[Saved entries]
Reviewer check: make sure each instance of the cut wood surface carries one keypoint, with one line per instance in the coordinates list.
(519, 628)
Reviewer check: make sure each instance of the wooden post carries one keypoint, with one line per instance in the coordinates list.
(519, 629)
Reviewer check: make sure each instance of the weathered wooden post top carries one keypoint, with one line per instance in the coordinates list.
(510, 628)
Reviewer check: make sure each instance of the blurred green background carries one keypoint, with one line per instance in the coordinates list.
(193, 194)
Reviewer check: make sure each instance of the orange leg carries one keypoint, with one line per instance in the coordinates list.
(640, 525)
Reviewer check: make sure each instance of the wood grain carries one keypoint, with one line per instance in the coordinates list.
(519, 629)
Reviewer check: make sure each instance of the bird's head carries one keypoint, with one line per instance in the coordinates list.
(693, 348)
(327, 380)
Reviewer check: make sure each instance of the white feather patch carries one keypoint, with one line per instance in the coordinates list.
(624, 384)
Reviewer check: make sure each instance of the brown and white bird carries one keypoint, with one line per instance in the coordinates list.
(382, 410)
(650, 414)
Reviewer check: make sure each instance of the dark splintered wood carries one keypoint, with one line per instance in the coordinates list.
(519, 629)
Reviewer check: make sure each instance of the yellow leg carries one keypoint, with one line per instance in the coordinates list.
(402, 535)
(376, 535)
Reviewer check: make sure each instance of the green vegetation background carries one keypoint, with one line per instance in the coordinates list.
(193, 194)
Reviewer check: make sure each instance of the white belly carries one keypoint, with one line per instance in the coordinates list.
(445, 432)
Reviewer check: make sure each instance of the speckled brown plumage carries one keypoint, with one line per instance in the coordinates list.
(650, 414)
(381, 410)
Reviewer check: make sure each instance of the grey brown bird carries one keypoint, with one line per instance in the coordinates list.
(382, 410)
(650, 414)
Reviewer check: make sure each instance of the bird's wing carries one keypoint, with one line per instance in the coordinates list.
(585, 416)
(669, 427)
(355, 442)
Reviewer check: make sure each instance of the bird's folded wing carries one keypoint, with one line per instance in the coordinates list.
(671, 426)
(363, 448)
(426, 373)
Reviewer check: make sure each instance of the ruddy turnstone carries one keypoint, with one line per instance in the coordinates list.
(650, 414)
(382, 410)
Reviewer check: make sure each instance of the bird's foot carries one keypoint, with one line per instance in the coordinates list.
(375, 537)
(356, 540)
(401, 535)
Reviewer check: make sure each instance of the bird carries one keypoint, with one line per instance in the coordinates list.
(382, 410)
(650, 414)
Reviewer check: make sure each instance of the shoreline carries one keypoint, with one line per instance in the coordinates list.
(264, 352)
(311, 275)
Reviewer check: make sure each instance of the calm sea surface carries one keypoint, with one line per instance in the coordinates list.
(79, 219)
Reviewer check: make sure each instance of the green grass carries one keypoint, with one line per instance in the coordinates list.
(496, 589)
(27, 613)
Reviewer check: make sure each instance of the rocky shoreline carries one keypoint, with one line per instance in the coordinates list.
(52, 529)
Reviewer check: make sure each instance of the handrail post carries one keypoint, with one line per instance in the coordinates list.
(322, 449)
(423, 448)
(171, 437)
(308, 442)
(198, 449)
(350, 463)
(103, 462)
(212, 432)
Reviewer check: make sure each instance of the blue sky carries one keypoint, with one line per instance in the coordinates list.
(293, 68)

▶ **Goal of the exercise**: Please copy each line above exactly as written.

▶ **Solution**:
Reviewer check: make sure each instance of the cut wood surface carries one keypoint, with one line per instance in the coordinates list.
(519, 628)
Reviewer check: make sure each instance of the wooden post carries one keypoint, with one line per instance in the coordinates list.
(519, 629)
Reviewer check: make sure each instance of the weathered wooden post top carries one keypoint, with one line per instance in the coordinates list.
(510, 628)
Reviewer check: make sure each instance of the blurred green background carries one keypoint, with one line per instance in the coordinates list.
(193, 194)
Reviewer check: make sure each instance of the orange leg carries one keypoint, with one line per instance in the coordinates list.
(640, 525)
Reviewer check: make sure each instance of the wood grain carries one keypoint, with one line per instance in the coordinates list.
(519, 629)
Reviewer check: make sure each instance of the bird's head carries one keypoint, with one line per instance in the coordinates list.
(693, 348)
(327, 380)
Reviewer check: make sure each instance of the white feather patch carries one keypoint, with one line per instance in the coordinates list.
(624, 384)
Reviewer check: make sure each instance of the brown and white bird carries one keypoint, with one line per instance in the coordinates list.
(382, 410)
(650, 414)
Reviewer check: make sure each instance of the dark splintered wood carries one keypoint, with one line per instance in the coordinates list.
(519, 629)
Reviewer check: make sure each instance of the yellow leg carries one keypoint, with one line per instance in the coordinates list.
(402, 535)
(376, 535)
Reviewer check: make sure each instance of the green vegetation background carries one keypoint, with one line per instance in the coordinates list.
(193, 194)
Reviewer check: make sure each instance of the white belly carries one keypoint, with one line per instance in the coordinates list.
(445, 432)
Reviewer check: make sure each instance of the speckled brown plumage carries one keypoint, with one line per instance in the coordinates list.
(650, 414)
(381, 410)
Reviewer check: make sure each instance of the grey brown bird carries one keypoint, with one line per instance in the coordinates list.
(382, 410)
(650, 414)
Reviewer check: make sure each instance of the bird's wing carries one keypoint, with one line per instance in the coordinates list.
(585, 416)
(669, 427)
(355, 442)
Reviewer check: make sure each instance of the bird's folded wing carries one keypoint, with one line per instance in the coordinates list.
(671, 426)
(363, 448)
(426, 373)
Reviewer check: make sure each instance of the ruddy turnstone carries one keypoint, with one line per instance in the coordinates list.
(650, 414)
(382, 410)
Reviewer check: make sure each instance of the bird's foot carries one keypoint, with one line per instance in the coordinates list.
(375, 537)
(356, 540)
(401, 535)
Reviewer check: make sure each instance of the bird carries one keypoint, with one line per instance in the coordinates list.
(382, 410)
(650, 414)
Reviewer check: make sure each instance of the shoreline carries one keypoint, with one line per instance in the coordinates list.
(264, 352)
(311, 275)
Reviewer check: make sure each instance of the calm sea surface carries one keypoint, with one line per instance in the coordinates list.
(79, 219)
Reviewer check: make sure each instance of the green grass carries one keypoint, with one line per instance in the coordinates list.
(496, 589)
(27, 613)
Reviewer check: make sure each instance of the rocky shoreline carries one keypoint, with one line per instance in the coordinates list.
(52, 529)
Reviewer check: make sure each instance of the handrail post carries one keypoint, with one line per instance in the coordinates list.
(322, 449)
(423, 448)
(171, 437)
(308, 442)
(198, 449)
(350, 463)
(103, 462)
(212, 432)
Reviewer check: make sure each instance of the blue sky carries one keypoint, with one line per instance in the coordinates list.
(293, 68)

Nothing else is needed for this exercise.